Stored items from a collection.

-- -- --

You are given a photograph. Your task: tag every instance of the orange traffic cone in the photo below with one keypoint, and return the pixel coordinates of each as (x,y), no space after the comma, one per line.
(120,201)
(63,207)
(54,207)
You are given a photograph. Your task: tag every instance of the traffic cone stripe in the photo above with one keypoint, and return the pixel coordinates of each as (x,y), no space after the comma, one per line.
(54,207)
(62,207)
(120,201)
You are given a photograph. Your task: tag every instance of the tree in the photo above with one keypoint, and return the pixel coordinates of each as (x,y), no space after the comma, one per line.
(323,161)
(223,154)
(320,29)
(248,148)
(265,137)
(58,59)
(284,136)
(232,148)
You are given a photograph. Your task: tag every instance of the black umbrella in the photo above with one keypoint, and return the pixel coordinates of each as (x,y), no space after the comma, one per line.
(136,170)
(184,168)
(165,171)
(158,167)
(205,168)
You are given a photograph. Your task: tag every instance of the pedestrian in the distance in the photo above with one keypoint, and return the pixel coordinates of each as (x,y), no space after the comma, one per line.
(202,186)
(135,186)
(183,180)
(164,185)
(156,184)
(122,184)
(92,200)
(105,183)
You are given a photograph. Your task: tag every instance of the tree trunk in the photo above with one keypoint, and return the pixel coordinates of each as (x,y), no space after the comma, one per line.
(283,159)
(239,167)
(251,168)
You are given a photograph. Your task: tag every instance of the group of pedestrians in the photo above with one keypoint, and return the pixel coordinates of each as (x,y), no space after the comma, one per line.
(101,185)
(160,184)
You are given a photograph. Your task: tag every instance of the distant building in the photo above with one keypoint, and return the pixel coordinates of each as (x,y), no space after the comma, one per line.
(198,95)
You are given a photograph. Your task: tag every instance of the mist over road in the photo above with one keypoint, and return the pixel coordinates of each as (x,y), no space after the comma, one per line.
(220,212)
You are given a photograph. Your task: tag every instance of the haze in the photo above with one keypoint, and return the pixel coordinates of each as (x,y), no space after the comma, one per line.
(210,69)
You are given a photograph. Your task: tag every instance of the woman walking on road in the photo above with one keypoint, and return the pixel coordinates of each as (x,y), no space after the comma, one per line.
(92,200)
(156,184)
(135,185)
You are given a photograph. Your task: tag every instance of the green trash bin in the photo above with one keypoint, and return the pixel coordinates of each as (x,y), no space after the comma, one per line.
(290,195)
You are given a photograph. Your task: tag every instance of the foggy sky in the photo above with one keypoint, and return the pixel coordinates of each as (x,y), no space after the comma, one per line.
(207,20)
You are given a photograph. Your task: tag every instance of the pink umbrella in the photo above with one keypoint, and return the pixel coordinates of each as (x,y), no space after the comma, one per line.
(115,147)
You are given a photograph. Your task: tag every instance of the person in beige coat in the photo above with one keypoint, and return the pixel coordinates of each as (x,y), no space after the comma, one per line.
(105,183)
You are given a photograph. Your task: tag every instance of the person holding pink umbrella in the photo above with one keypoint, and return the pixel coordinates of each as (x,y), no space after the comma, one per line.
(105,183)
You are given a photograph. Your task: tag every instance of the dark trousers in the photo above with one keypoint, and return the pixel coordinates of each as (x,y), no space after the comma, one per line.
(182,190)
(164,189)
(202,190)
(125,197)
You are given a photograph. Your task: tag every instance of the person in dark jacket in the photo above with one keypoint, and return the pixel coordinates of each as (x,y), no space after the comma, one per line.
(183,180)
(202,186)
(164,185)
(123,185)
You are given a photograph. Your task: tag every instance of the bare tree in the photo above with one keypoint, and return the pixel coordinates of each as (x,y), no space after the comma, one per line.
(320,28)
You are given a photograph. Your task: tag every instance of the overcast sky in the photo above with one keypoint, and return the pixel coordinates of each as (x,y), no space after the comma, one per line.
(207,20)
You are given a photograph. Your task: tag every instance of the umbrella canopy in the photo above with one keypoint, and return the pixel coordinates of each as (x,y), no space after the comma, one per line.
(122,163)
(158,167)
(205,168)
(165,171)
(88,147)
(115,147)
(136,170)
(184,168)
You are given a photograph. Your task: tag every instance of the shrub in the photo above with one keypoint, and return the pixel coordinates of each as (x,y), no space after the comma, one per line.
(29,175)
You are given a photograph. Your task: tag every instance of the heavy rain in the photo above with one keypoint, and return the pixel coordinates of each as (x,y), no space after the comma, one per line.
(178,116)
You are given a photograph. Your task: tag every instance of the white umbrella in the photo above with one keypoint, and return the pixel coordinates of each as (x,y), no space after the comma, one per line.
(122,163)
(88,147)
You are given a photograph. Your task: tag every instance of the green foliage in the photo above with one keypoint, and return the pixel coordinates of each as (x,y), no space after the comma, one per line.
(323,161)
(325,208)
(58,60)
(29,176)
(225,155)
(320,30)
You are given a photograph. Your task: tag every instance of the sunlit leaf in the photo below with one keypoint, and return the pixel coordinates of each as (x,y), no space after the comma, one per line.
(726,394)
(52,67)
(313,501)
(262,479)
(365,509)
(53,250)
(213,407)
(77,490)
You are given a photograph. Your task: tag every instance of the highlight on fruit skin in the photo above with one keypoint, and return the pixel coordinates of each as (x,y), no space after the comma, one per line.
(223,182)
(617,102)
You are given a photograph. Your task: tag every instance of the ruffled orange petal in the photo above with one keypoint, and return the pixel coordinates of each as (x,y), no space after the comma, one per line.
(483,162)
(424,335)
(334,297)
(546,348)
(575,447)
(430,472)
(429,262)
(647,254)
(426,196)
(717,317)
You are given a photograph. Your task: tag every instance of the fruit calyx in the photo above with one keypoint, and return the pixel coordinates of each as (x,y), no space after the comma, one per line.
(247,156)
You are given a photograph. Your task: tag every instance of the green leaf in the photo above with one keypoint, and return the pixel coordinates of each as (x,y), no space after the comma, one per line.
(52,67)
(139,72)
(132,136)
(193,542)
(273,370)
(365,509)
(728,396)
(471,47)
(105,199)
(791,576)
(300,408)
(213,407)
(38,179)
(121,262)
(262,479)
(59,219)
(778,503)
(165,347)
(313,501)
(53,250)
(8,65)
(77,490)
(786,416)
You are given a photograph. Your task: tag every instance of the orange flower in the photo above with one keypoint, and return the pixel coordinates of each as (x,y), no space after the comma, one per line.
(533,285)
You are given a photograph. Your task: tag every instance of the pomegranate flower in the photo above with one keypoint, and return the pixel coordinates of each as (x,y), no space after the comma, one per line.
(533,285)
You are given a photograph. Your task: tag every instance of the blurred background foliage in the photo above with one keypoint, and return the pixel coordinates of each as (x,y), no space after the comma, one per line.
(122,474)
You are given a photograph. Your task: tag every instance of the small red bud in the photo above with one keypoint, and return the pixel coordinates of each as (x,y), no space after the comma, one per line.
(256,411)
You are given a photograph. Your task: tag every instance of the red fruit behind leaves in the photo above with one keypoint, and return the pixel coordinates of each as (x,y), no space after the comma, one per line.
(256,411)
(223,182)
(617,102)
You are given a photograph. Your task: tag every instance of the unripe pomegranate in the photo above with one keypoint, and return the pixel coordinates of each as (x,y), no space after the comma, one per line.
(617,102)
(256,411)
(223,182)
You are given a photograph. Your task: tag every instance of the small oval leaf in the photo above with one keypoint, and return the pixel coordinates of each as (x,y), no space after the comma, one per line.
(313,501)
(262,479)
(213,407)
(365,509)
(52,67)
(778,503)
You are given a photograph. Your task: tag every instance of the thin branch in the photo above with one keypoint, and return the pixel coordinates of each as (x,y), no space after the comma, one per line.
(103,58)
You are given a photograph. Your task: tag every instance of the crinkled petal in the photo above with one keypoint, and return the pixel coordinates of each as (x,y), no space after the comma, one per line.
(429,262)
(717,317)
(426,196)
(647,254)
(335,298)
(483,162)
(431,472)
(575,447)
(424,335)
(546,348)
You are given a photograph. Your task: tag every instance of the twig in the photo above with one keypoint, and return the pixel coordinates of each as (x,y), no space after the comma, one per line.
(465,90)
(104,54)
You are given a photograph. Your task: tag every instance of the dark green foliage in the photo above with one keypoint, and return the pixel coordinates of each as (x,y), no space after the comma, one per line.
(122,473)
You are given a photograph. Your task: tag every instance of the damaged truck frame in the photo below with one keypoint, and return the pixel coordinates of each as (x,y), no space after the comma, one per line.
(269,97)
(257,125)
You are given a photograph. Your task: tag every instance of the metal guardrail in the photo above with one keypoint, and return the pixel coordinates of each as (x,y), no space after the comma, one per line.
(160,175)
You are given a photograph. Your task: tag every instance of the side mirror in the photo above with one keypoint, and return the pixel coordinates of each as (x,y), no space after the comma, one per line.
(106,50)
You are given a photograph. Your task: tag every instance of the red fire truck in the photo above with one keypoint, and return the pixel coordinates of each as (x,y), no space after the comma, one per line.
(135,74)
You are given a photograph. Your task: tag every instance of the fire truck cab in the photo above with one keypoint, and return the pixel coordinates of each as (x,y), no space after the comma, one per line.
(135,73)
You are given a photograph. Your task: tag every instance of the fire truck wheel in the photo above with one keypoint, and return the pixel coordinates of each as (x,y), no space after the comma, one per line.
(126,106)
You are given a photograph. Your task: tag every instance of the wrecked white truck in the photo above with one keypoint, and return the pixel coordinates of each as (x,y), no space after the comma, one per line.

-- -- --

WHAT TO PRODUCE. Set down, word for word, every line from the line that holds "the red fire" to the end of the entries above, including both ends.

EXERCISE RESPONSE.
You are given a photograph. Your task: tag every instance of the red fire truck in the photo above with one keypoint, and return the pixel coordinates of each as (x,y), no space after the comma, one per line.
(135,74)
You are given a photograph. Your task: tag every instance of the fire truck cab in the photo above with one keypoint, and return the pixel coordinates of each as (x,y), no space after the comma, one per line.
(135,73)
You are given a photograph. Your task: tag every instance of the fire truck wheel in the photo above with one keypoint, and return the pixel coordinates of each as (x,y), no space after the comma, one per line.
(126,106)
You are given a photograph. Your task: tag every instance of the wrecked white truck in the photo above with one keypoint, and return the pixel coordinates of each as (x,y), no space after the comma, one per line.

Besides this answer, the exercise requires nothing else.